[EXTRACT PROVIDED — start]

Oil prices rallied to their highest since March amid tighter supplies, the EU considering a ban on Russian crude and China easing its lockdown in its largest commercial city, signalling an anticipated pick-up in fuel consumption.
Brent, the benchmark for two thirds of the world's oil, was up 1.73 per cent at the end of trading on Friday to $119.4. This is the highest rebound since the benchmark hit nearly $140 in March.
West Texas Intermediate, the gauge that tracks US crude, gained 0.86 per cent to $115.07 a barrel at the end of trading on Friday, marking its fifth consecutive weekly gain.
"The Opec+ meeting is the key event to watch next week but, even if we get a commitment to increase targets — which is unlikely — that will only likely increase the amount to which they’ll fall short of them," said Craig Erlam, a senior market analyst at Oanda.
The Opec+ alliance, led by Saudi Arabia and Russia, is set to meet on June 2 and "is unlikely to take any heat out of the market for the foreseeable future", Mr Erlam said.
On Friday, the Group of Seven urged Opec to boost their oil output.
“We call on oil and gas-producing countries to act in a responsible manner and to respond to tightening international markets, noting that Opec has a key role to play,” G7 ministers said in a communique at the end of their talks.

[EXTRACT PROVIDED — finish]
[RECORDS — start]

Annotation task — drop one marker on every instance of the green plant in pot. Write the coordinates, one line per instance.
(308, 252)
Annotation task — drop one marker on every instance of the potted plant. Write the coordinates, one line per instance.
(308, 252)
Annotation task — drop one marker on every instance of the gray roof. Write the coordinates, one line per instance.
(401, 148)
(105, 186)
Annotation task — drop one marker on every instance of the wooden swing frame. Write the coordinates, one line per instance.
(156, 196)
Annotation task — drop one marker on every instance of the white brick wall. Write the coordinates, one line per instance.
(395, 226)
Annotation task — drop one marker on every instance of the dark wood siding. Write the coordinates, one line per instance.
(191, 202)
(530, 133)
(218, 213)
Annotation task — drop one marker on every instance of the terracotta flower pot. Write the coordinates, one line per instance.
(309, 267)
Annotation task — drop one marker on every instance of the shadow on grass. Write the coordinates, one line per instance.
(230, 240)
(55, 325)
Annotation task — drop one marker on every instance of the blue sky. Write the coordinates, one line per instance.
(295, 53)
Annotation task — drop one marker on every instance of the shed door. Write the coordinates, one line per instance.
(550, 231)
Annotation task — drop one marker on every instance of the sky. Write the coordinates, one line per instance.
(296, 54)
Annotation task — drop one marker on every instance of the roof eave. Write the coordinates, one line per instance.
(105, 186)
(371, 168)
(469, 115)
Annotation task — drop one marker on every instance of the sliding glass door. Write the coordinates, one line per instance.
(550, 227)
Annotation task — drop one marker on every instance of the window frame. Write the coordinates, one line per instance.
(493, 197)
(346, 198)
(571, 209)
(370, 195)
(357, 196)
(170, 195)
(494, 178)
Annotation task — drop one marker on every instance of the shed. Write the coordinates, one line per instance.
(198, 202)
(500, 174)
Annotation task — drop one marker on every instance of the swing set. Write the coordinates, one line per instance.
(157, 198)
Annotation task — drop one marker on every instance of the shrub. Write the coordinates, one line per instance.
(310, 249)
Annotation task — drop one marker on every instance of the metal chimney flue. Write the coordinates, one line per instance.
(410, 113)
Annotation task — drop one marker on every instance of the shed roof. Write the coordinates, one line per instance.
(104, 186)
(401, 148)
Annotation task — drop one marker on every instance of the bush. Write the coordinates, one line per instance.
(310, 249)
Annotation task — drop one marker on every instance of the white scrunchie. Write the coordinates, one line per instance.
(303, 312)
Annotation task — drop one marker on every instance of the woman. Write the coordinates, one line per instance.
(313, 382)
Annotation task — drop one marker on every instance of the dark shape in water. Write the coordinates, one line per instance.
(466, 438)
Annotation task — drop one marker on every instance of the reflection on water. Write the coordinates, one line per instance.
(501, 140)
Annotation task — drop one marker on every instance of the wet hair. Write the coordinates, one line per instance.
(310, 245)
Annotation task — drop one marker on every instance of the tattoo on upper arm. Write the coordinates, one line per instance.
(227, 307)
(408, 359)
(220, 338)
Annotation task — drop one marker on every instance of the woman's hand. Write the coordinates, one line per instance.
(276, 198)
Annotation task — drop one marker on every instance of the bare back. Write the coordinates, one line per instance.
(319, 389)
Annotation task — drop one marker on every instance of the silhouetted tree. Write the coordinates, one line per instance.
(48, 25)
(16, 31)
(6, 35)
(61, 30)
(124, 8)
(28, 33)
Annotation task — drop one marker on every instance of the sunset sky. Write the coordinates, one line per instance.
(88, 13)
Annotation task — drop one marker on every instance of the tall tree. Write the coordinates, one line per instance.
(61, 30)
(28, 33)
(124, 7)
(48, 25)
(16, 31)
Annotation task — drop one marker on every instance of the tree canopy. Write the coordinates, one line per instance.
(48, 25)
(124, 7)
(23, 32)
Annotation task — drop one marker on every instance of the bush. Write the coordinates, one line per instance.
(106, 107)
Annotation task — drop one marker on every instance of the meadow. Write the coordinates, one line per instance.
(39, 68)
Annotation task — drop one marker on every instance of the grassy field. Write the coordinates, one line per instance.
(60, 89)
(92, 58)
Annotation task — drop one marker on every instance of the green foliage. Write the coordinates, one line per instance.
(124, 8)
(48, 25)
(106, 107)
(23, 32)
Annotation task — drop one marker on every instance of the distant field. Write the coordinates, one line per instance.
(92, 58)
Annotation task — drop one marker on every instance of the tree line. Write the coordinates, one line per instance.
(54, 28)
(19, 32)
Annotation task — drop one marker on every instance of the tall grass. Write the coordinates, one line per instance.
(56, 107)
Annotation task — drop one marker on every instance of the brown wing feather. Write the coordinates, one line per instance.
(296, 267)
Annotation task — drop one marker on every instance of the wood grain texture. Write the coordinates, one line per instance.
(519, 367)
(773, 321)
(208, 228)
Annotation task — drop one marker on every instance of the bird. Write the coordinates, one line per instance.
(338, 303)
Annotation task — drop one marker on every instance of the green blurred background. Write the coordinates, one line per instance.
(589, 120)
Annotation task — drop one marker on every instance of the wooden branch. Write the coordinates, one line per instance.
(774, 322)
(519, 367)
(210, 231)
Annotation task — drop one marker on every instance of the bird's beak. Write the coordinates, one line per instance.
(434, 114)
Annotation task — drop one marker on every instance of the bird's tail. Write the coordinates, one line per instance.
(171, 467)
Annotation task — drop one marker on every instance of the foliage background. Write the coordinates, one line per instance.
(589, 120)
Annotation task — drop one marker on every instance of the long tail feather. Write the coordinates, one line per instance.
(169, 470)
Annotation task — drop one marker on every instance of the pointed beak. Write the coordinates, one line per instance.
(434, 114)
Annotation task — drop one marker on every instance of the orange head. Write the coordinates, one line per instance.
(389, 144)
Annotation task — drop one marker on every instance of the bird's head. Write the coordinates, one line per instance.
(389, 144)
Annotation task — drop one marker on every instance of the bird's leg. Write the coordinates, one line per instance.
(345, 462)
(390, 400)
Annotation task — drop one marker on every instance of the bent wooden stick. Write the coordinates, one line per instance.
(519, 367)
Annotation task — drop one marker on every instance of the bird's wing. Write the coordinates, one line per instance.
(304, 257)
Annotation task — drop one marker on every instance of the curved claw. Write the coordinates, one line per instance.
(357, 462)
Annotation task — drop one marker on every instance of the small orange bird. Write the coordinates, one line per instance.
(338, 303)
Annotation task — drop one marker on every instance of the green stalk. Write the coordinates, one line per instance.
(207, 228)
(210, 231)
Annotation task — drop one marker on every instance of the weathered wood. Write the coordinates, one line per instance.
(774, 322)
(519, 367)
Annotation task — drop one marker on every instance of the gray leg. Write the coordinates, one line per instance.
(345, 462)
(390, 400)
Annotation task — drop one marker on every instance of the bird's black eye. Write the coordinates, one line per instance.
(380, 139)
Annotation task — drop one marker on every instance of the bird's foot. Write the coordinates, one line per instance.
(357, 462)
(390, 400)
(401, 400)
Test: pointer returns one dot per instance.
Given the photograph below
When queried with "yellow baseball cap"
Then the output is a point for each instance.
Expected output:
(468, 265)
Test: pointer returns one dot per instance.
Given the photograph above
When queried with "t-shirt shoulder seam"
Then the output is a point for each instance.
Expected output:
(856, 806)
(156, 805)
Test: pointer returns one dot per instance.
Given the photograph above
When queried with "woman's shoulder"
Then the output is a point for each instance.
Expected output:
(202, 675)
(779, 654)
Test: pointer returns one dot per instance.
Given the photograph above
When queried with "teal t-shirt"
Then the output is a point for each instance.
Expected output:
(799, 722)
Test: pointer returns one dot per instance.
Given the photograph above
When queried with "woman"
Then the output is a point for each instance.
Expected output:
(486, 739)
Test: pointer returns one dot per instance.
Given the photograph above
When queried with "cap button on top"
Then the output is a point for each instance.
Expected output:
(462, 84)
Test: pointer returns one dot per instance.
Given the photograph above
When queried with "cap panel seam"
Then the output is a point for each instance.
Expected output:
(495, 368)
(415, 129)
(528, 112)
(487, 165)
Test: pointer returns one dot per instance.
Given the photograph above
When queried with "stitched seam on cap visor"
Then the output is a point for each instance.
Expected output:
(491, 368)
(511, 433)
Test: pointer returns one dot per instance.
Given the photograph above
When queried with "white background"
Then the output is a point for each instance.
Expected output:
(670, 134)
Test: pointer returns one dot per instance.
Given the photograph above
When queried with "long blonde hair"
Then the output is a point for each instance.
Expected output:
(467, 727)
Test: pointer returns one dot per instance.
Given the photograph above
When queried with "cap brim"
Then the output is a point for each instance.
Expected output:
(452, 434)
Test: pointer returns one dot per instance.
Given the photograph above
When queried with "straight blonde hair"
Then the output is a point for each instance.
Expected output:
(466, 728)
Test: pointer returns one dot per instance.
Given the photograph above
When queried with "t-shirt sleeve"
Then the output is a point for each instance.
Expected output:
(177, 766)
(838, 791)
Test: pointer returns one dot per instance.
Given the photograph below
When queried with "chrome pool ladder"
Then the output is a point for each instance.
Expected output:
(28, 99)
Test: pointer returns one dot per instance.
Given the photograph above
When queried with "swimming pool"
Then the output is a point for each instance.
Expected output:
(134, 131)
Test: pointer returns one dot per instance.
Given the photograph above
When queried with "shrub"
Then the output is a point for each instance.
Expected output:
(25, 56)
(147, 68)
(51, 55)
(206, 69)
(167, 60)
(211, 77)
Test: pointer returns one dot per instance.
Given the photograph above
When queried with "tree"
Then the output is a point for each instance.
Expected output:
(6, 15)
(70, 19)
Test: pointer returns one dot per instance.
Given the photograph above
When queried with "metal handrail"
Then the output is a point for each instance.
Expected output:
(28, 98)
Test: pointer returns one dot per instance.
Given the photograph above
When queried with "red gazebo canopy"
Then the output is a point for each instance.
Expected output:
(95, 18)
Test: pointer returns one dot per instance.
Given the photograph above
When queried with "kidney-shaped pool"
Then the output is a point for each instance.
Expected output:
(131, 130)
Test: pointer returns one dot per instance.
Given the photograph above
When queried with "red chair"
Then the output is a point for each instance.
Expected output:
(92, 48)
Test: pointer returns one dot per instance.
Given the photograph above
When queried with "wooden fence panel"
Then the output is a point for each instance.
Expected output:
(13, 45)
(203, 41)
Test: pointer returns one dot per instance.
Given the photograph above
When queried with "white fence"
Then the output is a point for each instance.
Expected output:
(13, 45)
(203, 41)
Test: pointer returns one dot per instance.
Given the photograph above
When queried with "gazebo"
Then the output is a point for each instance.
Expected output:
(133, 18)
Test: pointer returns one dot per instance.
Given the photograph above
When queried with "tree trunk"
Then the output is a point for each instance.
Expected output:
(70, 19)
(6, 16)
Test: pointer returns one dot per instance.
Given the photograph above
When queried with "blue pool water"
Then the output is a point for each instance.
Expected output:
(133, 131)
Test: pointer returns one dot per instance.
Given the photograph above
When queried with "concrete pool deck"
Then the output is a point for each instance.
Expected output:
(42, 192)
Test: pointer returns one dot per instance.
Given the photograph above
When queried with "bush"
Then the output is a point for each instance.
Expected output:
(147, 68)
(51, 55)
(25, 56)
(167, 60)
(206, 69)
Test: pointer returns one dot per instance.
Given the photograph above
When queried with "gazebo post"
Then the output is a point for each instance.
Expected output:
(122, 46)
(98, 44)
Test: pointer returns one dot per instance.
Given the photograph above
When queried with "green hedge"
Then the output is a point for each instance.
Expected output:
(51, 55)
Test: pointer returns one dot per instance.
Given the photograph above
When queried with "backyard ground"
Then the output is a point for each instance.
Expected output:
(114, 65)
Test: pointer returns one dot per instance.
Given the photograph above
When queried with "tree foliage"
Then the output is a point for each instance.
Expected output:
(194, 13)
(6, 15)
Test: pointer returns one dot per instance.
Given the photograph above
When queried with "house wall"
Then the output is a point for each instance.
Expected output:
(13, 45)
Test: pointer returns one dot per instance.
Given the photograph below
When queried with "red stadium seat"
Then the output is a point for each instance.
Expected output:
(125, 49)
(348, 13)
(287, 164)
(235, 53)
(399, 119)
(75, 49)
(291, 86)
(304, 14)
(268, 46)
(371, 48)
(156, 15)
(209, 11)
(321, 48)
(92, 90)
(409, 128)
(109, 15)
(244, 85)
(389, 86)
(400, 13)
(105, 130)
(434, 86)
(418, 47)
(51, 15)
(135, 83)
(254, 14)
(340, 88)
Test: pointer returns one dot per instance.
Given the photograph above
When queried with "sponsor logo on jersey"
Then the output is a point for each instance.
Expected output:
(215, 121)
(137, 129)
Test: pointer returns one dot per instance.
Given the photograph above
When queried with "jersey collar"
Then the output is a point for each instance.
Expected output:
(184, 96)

[RECORDS — finish]

### EXERCISE A
Copy the oil price article word for word, everything from "The Opec+ alliance, led" down to "their oil output.".
### EXERCISE B
Extend the oil price article past its final sentence.

### WRITTEN REPLY A
The Opec+ alliance, led by Saudi Arabia and Russia, is set to meet on June 2 and "is unlikely to take any heat out of the market for the foreseeable future", Mr Erlam said.
On Friday, the Group of Seven urged Opec to boost their oil output.

### WRITTEN REPLY B
“We will work with them and all partners to ensure stable and sustainable global energy supplies,” the statement added.
"We will act in solidarity and close co-ordination in the event of potential supply disruptions and will do what is needed to mitigate the impact on our economies and citizens, especially in order to protect vulnerable groups."
Opec+ cut output during the Covid-19 pandemic but has been restoring it production gradually at about 400,000 barrels a day each month. Opec+ is expected to stick to plans to raise production by only 432,000 barrels a day when it meets this week.
Last week, at the World Economic Forum in Davos, Switzerland, Prince Faisal bin Farhan, Saudi Arabia's Foreign Minister, said the kingdom's "assessment is that actually oil supply right now is relatively in balance — there is no shortfall of oil”.
“We have to be sure that while we transition to a renewable future, there is enough energy in the market," Prince Faisal said during a panel discussion at the summit. "The kingdom has done what it can. Opec as a whole has done a lot to make sure that the oil markets are stable.
“It’s much more complex than just bringing barrels to the market."
The G7 call on Opec and its allies comes against the backdrop of rising inflation that hit a 40-year high in the US and the UK, as well as a record level in the euro area.
Higher energy prices, along with the war in Ukraine, have fuelled a rise in food costs and commodity prices globally, worsening inflation.
Global food prices reached their highest ever level in March 2022 before edging lower in April, according to the UN Food and Agriculture Organisation. The FAO's food price index averaged 158.2 points in April, down 0.8 per cent from the surge in March, but remained nearly 30 per cent higher than in April last year.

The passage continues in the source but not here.